*TRECHO FORNECIDO*.
Ainda os milicianos

Por que a ‘Festa da Selma’ não deu certo? Por Flávio Aguiar

Tão importante quanto discutir sobre os objetivos desta fracassada missão, é discutir por que, afinal, pelo menos em parte, ela fracassou

Eraldo Peres/SIC Notícias
Eraldo Peres/SIC Notícias

Berlim – “Festa da Selma” era o codinome da operação que devastou os prédios dos Três Poderes da República em Brasília, entre seus oficiantes. Assim as caravanas de ônibus foram convocadas, dos quatro pontos cardeais do país, para convergirem sobre a capital, onde seus ocupantes deveriam fazer o que fizeram.

Acontece que eles fizeram o que deveriam apenas em parte. Com a conivência da PM e dos comandos do Exército, nem que seja pela omissão, semearam o caos na Praça dos Três Poderes. Mas isto deveria ter levado a uma intervenção militar que afinal não veio. E tão importante quanto discutir sobre os objetivos desta fracassada missão, é discutir por que, afinal, pelo menos em parte, ela fracassou.

Bom, como estamos no Velho Mundo, cabe assinalar que, em primeiro lugar, ela não teve apoio nem neste nem no Novo Mundo. O apoio ao governo Lula foi quase universal.

De Maduro, na Venezuela, a Giorgia Meloni, na Itália; de Biden a Putin; de Macron a Xi Jin-Ping; da Autoridade Palestina a Netanyahu; do Canadá a Austrália e muito mais, ninguém apoiou o golpe ou ficou neutro: o apoio foi maciço, amplo, geral e irrestrito à “democracia brasileira”.

Desta vez Trump silenciou. Steve Bannon, que antes elogiara a resistência de Bolsonaro e dos bolsonaristas em reconhecer a derrota na eleição como “A Primavera Brasileira”, desta vez ficou em silêncio obsequioso. Por quê? Talvez pela incompetência do golpe e por seu caráter que desembocou em vandalismo puro. Além de que Bolsonaro, família, milícias e companhia cheiram a crime organizado e desorganizado por detrás. 

Mas sem dúvida houve mais. Até uma certa hora, os arruaceiros candidatos a golpistas reinavam impunes na Praça dos Três Poderes, com apoio ou omissão da PM e dos comandos do Exército em Brasília, como já disse, nem que seja por omissão. De repente tudo se inverteu. Apareceu a antes ausente Tropa de Choque e esvaziou os prédios em 60 minutos.

Anotações de pontos em fotos:
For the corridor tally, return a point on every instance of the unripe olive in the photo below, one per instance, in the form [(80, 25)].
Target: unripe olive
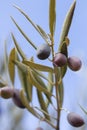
[(75, 119), (59, 60), (6, 92), (74, 63), (16, 99), (39, 128), (43, 51)]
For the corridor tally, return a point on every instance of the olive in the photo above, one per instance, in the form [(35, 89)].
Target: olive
[(43, 51), (17, 100), (6, 92), (59, 60), (75, 119), (39, 128), (74, 63)]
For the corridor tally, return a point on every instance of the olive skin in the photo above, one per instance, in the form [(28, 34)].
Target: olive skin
[(75, 119), (39, 128), (43, 51), (6, 92), (74, 63), (17, 100), (59, 60)]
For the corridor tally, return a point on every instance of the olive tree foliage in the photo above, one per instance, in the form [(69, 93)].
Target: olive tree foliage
[(8, 109), (46, 81)]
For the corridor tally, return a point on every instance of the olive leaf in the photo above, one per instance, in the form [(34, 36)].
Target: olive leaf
[(60, 87), (61, 92), (11, 66), (41, 82), (25, 36), (25, 82), (52, 16), (26, 104), (38, 66), (2, 82), (32, 23), (67, 22), (43, 104), (49, 86), (43, 76)]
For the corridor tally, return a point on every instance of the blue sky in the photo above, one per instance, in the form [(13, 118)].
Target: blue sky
[(38, 12)]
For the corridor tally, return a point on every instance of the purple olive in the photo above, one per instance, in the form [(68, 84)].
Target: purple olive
[(43, 51), (59, 60), (74, 63), (75, 119), (39, 128), (16, 99), (6, 92)]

*REQUISITOS DA TAREFA*.
1) Segundo o trecho fornecido, em quanto tempo a Tropa de Choque esvaziou os prédios?
2) Por favor, reproduza fielmente uma parte do trecho fornecido, começando em "Desta vez Trump" e seguindo até "em 60 minutos.".

*RESPOSTAS COMPLETAS*.
1) Em 60 minutos.

2)
Desta vez Trump silenciou. Steve Bannon, que antes elogiara a resistência de Bolsonaro e dos bolsonaristas em reconhecer a derrota na eleição como “A Primavera Brasileira”, desta vez ficou em silêncio obsequioso. Por quê? Talvez pela incompetência do golpe e por seu caráter que desembocou em vandalismo puro. Além de que Bolsonaro, família, milícias e companhia cheiram a crime organizado e desorganizado por detrás. 

Mas sem dúvida houve mais. Até uma certa hora, os arruaceiros candidatos a golpistas reinavam impunes na Praça dos Três Poderes, com apoio ou omissão da PM e dos comandos do Exército em Brasília, como já disse, nem que seja por omissão. De repente tudo se inverteu. Apareceu a antes ausente Tropa de Choque e esvaziou os prédios em 60 minutos.